» Textaufgabe: Kannst du die Zeilen der Einträge unten ab der Zeile mit „the girl's nose?“ bis einschließlich der letzten Zeile der Einträge als nummerierte Liste wiedergeben, ohne Leerzeilen?

-=-=-

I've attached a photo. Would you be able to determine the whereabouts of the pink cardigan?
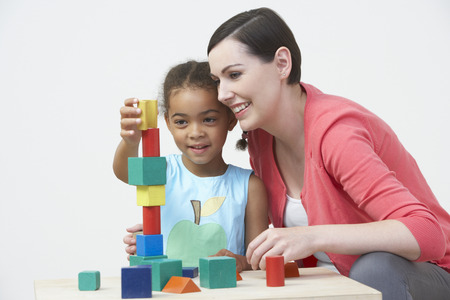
[248,83,450,275]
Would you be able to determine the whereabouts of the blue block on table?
[136,234,164,256]
[122,265,152,299]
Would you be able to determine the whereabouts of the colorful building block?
[128,157,167,185]
[236,270,242,281]
[142,128,160,157]
[136,185,166,206]
[199,256,236,289]
[138,100,158,130]
[145,258,182,291]
[162,276,201,294]
[130,255,167,266]
[183,267,198,278]
[78,271,100,291]
[121,265,152,299]
[142,206,161,235]
[266,255,284,287]
[284,261,300,278]
[136,234,164,256]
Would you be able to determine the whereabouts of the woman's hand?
[247,226,315,270]
[123,224,143,260]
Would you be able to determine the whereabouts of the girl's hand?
[123,224,143,260]
[210,249,251,273]
[120,98,141,145]
[247,226,316,270]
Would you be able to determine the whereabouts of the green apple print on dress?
[166,197,227,267]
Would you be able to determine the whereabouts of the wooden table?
[34,268,381,300]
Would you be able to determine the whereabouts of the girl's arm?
[213,175,268,272]
[113,98,141,183]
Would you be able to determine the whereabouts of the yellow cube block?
[136,185,166,206]
[138,100,158,130]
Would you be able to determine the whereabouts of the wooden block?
[130,255,167,267]
[266,255,284,287]
[236,270,242,281]
[136,234,164,256]
[138,100,158,130]
[199,256,236,289]
[121,266,152,299]
[136,185,166,206]
[284,261,300,278]
[142,206,161,235]
[142,128,160,157]
[78,271,100,291]
[162,276,201,294]
[143,258,182,291]
[128,157,167,185]
[183,267,198,278]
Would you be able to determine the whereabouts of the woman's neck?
[262,84,306,150]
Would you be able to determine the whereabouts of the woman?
[208,8,450,299]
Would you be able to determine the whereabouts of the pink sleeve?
[321,117,446,261]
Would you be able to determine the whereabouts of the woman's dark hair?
[207,7,302,84]
[207,7,302,150]
[162,60,219,114]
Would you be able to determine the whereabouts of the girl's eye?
[230,72,241,79]
[174,120,187,126]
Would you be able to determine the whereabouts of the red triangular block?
[284,262,300,278]
[162,276,201,294]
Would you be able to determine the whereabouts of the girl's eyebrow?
[170,109,220,118]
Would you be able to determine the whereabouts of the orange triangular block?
[236,271,242,281]
[162,276,201,294]
[284,261,300,278]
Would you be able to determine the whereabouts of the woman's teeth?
[233,103,250,114]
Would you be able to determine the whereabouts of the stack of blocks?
[122,100,182,298]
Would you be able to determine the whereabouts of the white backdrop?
[0,0,450,299]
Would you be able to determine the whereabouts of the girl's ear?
[164,112,171,131]
[274,46,292,79]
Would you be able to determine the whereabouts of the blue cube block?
[183,267,198,278]
[122,265,152,299]
[136,234,164,256]
[78,271,100,291]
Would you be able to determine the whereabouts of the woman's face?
[209,38,281,131]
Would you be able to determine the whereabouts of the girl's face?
[165,89,236,175]
[209,38,281,131]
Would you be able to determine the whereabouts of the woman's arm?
[247,220,420,269]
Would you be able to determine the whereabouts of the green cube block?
[199,256,236,289]
[142,258,183,291]
[78,271,100,291]
[128,157,167,185]
[130,255,167,267]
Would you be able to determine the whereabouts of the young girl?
[113,61,268,271]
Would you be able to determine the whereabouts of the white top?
[284,194,339,273]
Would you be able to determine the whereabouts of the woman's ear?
[274,46,292,79]
[228,112,237,131]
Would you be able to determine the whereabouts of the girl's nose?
[189,123,204,138]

-=-=-

» Lösung der Aufgabe:
1. Would you be able to determine the whereabouts of the girl's nose?
2. [189,123,204,138]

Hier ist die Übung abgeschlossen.